* _REQUIRED ACTIONS_:
#1 Decide whether each statement agrees with the post about Tony Battie below, and answer yes or no for each, quoting the words of the post that settle it. (a) Battie spent last season recovering from shoulder surgery. (b) Battie's shooting percentage this season is 54.1%. (c) The Magic reached the NBA Finals more than once.
#2 Name every basketball player mentioned in the post about Tony Battie below.
#3 Carry on the post about Tony Battie below, picking up after its final sentence.

* _EXERCISE TEXT_:
Orlando Magic center Tony Battie battles Milwaukee Bucks center Dan Gadzuric for a rebound

File photo by Fernando Medina, NBAE/Getty Images

Tony Battie is the freakin' man.

The Orlando Magic desperately missed his toughness last season as he recovered from shoulder surgery. Now that he's back, Orlando is stronger on the interior, and has an ideal post player to complement Dwight Howard. His modest per-game averages of 5.4 points and 4.4 rebounds don't tell the whole story. Tony's posting those numbers in a mere 16.7 minutes per game. On a per-minute basis, he hasn't scored at this rate since his third season or rebounded at this rate since his fifth. And he's never scored more efficiently, with a crisp shooting percentage of 61.8%, which blasts his previous career best of 54.1%.

It's tempting to compare this current Magic team to the one of the mid-1990s which featured Shaquille O'Neal, Penny Hardaway, and Horace Grant. The Howard/O'Neal and Hedo Turkoglu/Hardaway analogies are a bit stale, but this one rings true: Tony Battie/Horace Grant. Battie's per-minute statistics this season compare favorably to Grant's from 1994/1995, when the Magic made their only NBA Finals appearance.

More praise for Tony after the jump.

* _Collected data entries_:
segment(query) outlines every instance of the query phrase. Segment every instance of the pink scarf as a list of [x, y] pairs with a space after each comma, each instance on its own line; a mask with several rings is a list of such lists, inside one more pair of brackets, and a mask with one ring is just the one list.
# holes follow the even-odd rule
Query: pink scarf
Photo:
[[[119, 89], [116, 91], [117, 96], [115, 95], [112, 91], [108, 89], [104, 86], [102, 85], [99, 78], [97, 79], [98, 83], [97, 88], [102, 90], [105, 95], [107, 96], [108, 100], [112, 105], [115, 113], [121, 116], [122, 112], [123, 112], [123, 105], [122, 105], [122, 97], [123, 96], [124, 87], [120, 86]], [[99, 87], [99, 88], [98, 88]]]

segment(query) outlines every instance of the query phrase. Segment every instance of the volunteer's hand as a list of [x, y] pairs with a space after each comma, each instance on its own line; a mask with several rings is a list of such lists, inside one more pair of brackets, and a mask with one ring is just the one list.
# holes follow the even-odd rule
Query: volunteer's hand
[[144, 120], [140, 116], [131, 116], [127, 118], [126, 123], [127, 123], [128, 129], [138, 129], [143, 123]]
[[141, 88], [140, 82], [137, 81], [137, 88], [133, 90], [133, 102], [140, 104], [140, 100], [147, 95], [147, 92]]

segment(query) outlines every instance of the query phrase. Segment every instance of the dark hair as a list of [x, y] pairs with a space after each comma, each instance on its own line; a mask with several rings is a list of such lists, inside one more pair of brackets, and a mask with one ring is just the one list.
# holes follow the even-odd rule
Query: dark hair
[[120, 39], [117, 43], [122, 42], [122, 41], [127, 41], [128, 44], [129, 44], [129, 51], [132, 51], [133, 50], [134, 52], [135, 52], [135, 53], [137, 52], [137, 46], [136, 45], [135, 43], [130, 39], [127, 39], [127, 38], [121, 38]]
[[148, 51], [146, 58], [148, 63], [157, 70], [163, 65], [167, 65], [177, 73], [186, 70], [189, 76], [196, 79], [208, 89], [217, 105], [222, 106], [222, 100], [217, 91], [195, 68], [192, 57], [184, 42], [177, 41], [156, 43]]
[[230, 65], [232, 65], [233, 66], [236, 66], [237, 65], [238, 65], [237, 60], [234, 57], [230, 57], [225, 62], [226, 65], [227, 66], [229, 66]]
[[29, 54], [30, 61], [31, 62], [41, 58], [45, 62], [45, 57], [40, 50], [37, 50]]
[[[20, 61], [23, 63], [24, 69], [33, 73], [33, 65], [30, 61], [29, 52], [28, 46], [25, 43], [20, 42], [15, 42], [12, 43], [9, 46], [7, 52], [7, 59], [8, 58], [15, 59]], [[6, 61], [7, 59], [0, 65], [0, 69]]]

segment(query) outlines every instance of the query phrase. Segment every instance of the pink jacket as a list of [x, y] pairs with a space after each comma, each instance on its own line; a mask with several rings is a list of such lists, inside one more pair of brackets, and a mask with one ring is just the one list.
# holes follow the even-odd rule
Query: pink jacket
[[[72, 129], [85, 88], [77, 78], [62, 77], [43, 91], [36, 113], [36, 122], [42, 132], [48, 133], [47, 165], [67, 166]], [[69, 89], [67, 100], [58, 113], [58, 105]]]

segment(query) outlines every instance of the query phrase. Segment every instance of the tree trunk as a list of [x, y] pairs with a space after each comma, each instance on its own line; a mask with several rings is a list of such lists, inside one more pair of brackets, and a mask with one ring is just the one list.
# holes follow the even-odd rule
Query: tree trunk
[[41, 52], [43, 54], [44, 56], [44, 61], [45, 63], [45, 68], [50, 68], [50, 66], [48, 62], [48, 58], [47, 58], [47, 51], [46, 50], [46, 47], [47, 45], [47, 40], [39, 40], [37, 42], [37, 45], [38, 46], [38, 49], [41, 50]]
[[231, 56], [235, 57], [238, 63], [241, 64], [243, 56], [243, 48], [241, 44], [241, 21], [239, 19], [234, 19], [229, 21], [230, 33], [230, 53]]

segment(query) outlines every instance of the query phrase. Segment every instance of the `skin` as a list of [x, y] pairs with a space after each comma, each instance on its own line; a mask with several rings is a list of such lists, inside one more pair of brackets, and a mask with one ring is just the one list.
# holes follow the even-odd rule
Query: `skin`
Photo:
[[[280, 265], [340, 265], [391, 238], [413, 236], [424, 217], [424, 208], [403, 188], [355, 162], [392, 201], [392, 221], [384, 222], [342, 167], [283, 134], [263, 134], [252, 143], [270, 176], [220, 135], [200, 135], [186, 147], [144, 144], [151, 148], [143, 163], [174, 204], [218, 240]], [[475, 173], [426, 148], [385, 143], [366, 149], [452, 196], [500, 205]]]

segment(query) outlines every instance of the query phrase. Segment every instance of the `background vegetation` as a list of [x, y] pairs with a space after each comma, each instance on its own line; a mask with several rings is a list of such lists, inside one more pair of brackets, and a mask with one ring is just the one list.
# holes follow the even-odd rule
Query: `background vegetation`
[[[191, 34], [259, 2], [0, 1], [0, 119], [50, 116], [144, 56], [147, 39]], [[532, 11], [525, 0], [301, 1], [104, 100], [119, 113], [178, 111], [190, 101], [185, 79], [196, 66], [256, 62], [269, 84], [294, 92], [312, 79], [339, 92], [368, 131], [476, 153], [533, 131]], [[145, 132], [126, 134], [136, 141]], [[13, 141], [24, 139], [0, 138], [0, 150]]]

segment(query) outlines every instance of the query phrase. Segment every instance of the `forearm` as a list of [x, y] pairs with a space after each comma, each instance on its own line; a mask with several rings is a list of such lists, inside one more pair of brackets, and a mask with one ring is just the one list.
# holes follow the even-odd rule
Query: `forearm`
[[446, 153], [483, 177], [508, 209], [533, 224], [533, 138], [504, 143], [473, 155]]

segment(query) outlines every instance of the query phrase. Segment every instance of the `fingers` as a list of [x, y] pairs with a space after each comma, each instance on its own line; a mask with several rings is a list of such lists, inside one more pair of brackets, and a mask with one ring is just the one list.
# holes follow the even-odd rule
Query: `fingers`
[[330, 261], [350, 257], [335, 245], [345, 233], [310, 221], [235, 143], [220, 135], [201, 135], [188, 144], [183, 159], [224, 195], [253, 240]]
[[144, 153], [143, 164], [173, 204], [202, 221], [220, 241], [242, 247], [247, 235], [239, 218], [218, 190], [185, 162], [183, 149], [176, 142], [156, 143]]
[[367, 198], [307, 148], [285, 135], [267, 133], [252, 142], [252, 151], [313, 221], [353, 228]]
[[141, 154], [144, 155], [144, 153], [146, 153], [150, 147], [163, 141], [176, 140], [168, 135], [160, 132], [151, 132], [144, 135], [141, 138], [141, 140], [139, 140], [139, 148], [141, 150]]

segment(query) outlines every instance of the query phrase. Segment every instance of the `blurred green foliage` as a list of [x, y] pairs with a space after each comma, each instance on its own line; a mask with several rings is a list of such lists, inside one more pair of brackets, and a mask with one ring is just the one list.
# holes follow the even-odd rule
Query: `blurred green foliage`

* _RESPONSES BY TASK_:
#1
(a) Yes: "The Orlando Magic desperately missed his toughness last season as he recovered from shoulder surgery."
(b) No: "with a crisp shooting percentage of 61.8%, which blasts his previous career best of 54.1%"
(c) No: "when the Magic made their only NBA Finals appearance"

#2 Tony Battie, Dan Gadzuric, Dwight Howard, Shaquille O'Neal, Penny Hardaway, Horace Grant, Hedo Turkoglu

#3
But it's not just the stats, position, and team that make this comparison work: it's the style. Battie sinks the mid-range and baseline jumpers with stunning regularity--see for yourself, courtesy's HotSpots--but he's also tough enough to finish inside when he needs to. Obviously, the Magic don't expect him to shoot 9-for-9 from the field for 20 points every night, as he did in Philadelphia last week, but it's safe to say that they've come to expect a lot from the 32-year-old veteran. That's not a bad thing. Of all the players on Orlando's comically weak bench, Battie is the only one who would play a significant role on a title-contending team. That he's playing so well only a year removed from shoulder surgery is a testament to more than just his talent: it's his drive, too.

On yesterday's The Basketball Jones podcast, J.E. Skeets and Tas Melas briefly discussed the possibility of the Magic's playing a tall lineup of Anthony Johnson, Hedo Turkoglu, Rashard Lewis, Tony Battie, and Dwight Howard. It's something worth considering, especially with Orlando's injury woes mounting. Replace Johnson with Jameer Nelson and I believe you'd have a championship-caliber starting lineup. Shifting Mickael Pietrus to the bench necessitates trading Keith Bogans, who could potentially be packaged with Brian Cook to net a young, solid, backup point guard to develop behind Nelson. And this potential move would not be possible were it not for the versatility Battie brings to Orlando.

Bottom line: respect Tony Battie, and ignore him at your peril.